INSTRUCTIONS FOR THE TASK ::
Transcribe precisely those lines of the listing that fall between the line containing "Where can you see the shelf bracket" and the last line, inclusive of both.

— BEGIN DATASET ENTRIES —

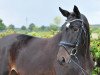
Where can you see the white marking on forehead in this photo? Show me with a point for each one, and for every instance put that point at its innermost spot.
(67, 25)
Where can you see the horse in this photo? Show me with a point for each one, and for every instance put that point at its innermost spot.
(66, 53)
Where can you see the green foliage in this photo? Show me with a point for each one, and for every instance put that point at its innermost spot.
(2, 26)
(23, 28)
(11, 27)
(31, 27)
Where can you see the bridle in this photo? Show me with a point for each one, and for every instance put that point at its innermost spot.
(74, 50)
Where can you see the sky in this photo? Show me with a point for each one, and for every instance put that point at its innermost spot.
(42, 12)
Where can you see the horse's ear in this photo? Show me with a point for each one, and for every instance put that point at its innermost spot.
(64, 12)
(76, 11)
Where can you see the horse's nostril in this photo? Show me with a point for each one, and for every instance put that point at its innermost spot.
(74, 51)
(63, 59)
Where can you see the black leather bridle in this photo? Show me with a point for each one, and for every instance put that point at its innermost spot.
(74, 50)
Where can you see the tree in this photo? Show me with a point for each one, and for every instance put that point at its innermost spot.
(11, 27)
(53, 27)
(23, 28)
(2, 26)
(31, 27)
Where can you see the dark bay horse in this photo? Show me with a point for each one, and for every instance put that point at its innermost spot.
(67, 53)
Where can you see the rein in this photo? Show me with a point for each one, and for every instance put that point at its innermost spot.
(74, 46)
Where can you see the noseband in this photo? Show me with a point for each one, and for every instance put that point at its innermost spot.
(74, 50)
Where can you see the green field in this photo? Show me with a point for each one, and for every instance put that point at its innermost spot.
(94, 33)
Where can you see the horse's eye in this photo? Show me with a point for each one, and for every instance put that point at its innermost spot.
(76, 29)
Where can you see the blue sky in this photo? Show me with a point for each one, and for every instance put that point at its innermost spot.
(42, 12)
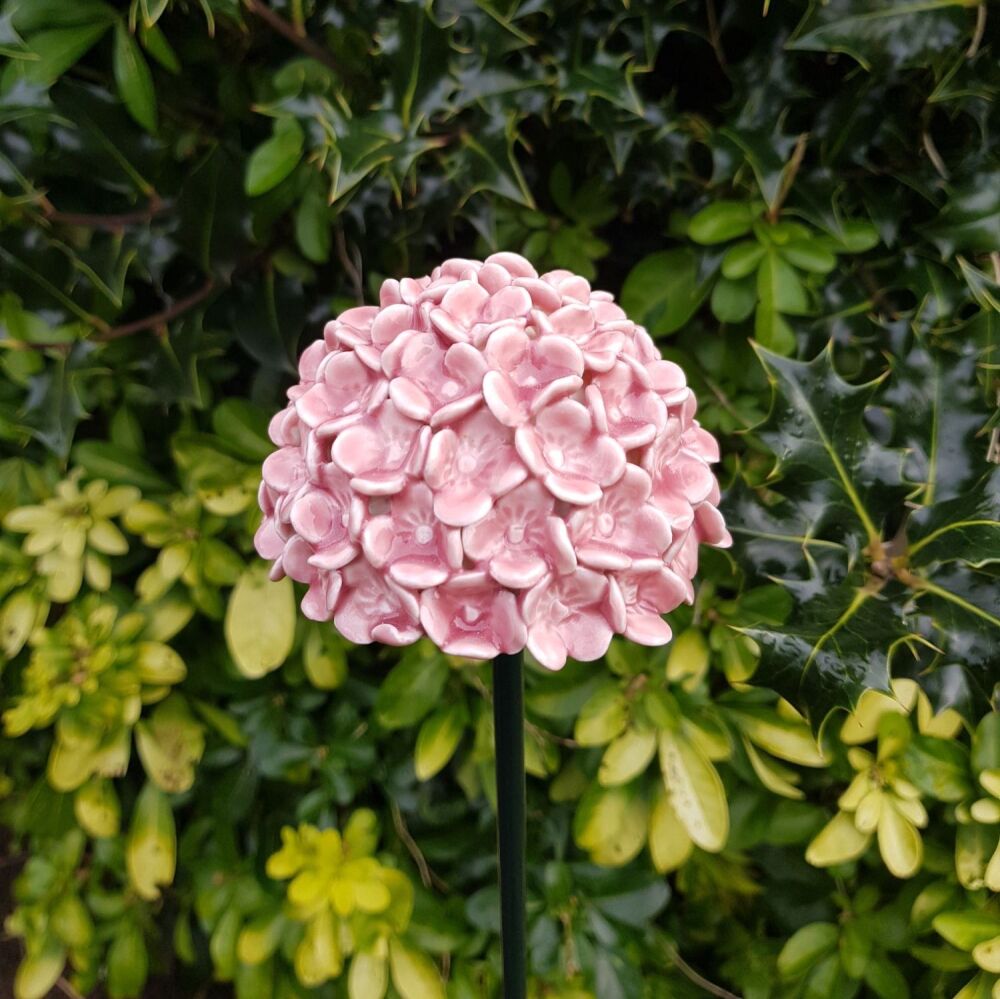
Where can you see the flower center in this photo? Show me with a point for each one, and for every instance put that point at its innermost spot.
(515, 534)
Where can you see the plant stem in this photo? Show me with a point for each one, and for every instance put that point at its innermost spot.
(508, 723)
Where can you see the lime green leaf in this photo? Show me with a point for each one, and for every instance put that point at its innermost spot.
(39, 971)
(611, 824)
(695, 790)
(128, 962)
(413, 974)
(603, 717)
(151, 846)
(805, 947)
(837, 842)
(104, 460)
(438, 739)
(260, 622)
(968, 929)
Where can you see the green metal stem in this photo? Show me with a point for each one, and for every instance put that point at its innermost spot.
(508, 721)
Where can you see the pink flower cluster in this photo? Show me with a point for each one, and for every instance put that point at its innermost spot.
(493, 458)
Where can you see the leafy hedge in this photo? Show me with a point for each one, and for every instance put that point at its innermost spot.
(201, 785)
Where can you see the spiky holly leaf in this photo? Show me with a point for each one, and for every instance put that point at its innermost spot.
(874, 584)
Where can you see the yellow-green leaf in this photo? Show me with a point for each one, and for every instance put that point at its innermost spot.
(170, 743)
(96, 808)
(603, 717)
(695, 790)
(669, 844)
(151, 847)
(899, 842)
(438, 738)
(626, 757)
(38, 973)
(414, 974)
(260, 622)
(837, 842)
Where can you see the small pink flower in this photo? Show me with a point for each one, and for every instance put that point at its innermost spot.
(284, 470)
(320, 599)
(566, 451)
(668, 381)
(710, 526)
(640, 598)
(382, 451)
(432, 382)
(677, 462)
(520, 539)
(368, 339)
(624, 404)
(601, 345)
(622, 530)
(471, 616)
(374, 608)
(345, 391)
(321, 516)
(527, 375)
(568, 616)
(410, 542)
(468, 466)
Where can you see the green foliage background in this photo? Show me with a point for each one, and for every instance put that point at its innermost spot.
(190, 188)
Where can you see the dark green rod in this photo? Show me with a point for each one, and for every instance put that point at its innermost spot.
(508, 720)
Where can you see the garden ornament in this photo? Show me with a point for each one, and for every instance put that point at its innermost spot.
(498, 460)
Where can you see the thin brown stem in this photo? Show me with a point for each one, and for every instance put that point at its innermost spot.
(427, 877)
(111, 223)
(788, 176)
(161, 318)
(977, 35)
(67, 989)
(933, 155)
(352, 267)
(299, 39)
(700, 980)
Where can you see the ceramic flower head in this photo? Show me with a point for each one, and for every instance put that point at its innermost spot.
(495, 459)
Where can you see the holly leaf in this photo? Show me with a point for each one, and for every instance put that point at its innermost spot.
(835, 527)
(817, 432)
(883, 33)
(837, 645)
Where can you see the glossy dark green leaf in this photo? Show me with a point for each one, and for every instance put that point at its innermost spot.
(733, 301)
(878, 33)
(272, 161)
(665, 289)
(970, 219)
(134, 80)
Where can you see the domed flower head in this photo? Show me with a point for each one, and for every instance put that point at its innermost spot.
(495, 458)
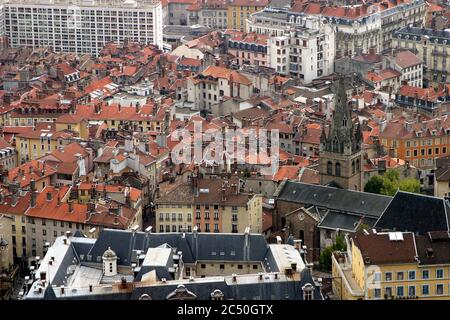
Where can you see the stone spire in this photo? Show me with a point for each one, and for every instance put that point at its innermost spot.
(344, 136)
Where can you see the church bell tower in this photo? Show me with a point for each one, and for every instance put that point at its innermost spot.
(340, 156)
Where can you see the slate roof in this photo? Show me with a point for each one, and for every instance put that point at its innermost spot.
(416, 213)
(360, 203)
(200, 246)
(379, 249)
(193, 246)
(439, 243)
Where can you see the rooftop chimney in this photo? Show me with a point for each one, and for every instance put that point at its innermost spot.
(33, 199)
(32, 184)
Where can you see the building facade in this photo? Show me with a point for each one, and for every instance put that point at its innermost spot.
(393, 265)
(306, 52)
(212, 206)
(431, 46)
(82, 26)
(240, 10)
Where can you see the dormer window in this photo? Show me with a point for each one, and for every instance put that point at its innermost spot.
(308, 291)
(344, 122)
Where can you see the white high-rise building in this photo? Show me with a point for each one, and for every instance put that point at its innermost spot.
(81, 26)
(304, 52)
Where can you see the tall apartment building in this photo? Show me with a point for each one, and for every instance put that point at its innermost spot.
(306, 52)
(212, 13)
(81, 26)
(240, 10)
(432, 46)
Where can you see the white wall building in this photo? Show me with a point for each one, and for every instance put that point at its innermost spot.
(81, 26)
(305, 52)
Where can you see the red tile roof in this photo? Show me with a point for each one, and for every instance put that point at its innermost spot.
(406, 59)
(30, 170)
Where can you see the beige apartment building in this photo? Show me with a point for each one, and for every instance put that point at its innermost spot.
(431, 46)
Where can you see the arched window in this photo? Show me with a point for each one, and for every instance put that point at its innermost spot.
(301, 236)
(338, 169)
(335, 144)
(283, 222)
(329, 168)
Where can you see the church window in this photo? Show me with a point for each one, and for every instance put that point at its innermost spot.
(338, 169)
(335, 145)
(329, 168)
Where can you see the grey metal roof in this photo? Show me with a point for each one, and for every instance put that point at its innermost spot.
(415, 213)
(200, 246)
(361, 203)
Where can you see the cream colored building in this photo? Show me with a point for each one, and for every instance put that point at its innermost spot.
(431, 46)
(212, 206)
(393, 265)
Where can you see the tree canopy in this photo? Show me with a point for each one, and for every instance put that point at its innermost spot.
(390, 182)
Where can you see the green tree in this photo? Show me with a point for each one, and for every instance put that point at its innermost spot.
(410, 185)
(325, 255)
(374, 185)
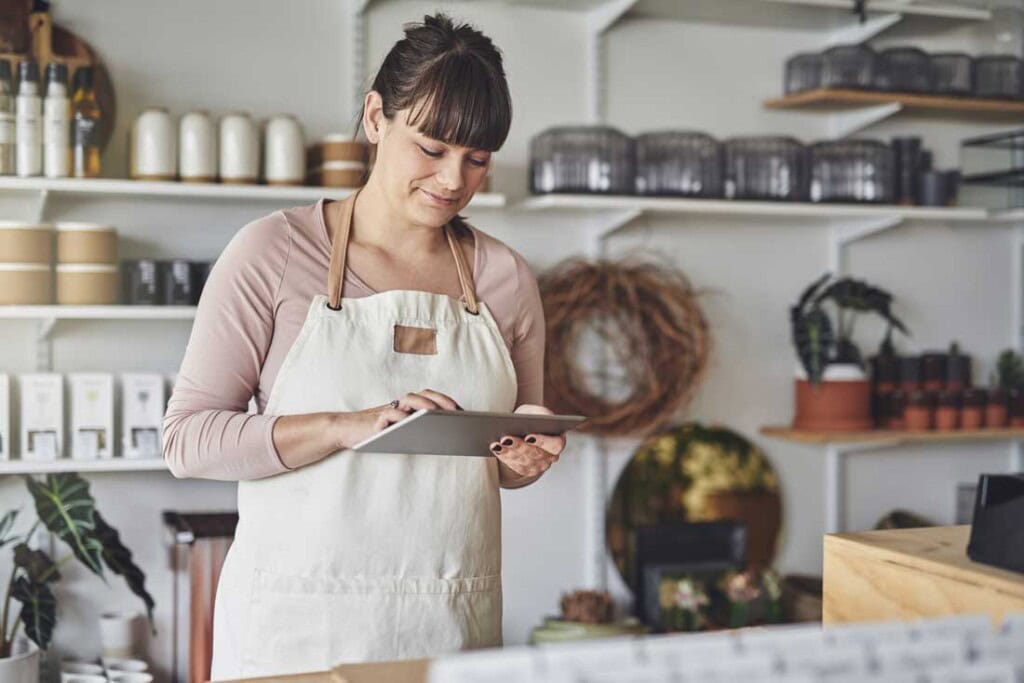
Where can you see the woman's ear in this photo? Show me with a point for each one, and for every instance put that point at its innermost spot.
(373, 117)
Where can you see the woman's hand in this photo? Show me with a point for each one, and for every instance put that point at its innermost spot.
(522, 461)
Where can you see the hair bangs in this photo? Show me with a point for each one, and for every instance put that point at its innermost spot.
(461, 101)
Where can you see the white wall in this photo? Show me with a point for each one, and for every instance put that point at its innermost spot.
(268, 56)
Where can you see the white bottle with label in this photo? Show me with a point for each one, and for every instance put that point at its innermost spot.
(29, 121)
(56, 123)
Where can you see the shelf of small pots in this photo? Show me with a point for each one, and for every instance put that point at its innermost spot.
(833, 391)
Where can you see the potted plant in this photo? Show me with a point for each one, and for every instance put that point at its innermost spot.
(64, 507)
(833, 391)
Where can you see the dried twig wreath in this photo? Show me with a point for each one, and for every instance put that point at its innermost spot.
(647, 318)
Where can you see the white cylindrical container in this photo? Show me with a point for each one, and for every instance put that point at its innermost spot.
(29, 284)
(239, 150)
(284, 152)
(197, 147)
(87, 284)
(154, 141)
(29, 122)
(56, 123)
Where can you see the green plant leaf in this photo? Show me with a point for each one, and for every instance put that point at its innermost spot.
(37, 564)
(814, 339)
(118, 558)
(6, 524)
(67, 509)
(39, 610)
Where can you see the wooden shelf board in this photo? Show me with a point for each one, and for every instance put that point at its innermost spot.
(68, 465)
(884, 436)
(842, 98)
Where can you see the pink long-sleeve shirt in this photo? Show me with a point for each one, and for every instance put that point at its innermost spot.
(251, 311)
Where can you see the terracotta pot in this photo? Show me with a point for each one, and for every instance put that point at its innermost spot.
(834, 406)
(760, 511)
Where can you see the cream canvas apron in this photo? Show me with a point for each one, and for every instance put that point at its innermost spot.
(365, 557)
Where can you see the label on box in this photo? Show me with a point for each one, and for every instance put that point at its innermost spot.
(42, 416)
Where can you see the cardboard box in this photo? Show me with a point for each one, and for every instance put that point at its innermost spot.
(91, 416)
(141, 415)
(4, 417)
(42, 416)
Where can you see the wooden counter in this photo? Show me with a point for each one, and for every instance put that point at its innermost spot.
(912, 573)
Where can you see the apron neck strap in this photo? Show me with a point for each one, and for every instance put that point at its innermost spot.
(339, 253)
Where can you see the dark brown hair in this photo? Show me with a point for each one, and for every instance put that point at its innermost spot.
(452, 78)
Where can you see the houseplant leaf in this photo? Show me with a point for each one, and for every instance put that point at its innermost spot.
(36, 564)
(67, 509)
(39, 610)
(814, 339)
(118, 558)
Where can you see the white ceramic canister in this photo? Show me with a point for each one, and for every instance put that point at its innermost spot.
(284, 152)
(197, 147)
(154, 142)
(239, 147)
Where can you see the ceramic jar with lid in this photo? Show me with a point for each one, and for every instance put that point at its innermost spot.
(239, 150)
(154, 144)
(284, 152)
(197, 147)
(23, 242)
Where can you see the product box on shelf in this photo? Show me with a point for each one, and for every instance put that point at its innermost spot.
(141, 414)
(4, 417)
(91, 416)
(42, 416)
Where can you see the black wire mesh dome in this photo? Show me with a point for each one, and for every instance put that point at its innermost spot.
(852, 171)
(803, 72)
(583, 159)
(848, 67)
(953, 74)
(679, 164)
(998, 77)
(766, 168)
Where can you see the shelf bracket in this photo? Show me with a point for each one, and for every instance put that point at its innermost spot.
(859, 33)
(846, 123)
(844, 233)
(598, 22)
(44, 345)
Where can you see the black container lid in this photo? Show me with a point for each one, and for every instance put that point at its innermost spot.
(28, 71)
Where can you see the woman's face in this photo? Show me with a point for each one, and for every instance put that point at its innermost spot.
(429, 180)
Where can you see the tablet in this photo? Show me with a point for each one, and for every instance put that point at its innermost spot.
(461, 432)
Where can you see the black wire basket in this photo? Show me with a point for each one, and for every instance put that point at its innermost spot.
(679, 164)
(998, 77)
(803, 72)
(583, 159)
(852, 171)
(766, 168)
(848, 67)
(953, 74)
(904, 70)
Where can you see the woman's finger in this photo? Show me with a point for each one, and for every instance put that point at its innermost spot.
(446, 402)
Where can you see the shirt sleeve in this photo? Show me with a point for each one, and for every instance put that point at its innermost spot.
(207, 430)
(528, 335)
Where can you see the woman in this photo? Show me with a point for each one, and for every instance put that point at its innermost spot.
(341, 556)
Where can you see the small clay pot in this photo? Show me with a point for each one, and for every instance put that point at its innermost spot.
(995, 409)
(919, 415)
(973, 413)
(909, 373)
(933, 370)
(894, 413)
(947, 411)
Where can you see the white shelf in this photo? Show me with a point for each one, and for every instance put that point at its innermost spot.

— END DATASET ENTRIES —

SOLUTION ::
Where can you see the shelf bracket in this photo? Show me with a point for each one, and for every instance put that point at its innermost spot.
(859, 33)
(846, 123)
(844, 233)
(598, 22)
(44, 345)
Where can you see the black container lid in this photo? Show me with a point for each one, and for every instance put that point at its innermost spot.
(28, 71)
Where can you see the woman's face in this photo? Show me with a point for each one, and for every instance put that point at its innermost spot.
(429, 180)
Where can you see the tablet in this photo? Show me with a point for each one, and for every instance put that point at its innermost spot.
(461, 432)
Where can you see the black wire basket in this photo? Show me with a point for each one, and for every instance put that point at its innermost spot.
(679, 164)
(998, 77)
(803, 72)
(583, 159)
(852, 171)
(766, 168)
(848, 67)
(953, 74)
(904, 70)
Where can you see the woman's finger in this photo? Show me with a point for each one, and for every instance put that point at its innermost spot.
(446, 402)
Where can you see the shirt sleeve in this photo? Show me with a point for each one, and for every instance put that point at its innermost spot.
(207, 430)
(528, 335)
Where can you see the woman in this photo? Show me with a point for each one, and for every instance put that point at its innermost spot.
(341, 556)
Where can you see the small clay pot in this photo? Show me with a point for each one, and for every instance put that point at its innermost spot.
(995, 409)
(919, 415)
(973, 413)
(909, 373)
(933, 370)
(894, 413)
(947, 411)
Where can you see the white shelf in this photo? Show me with a point for each one, and for every instance put that point at its innermost spot.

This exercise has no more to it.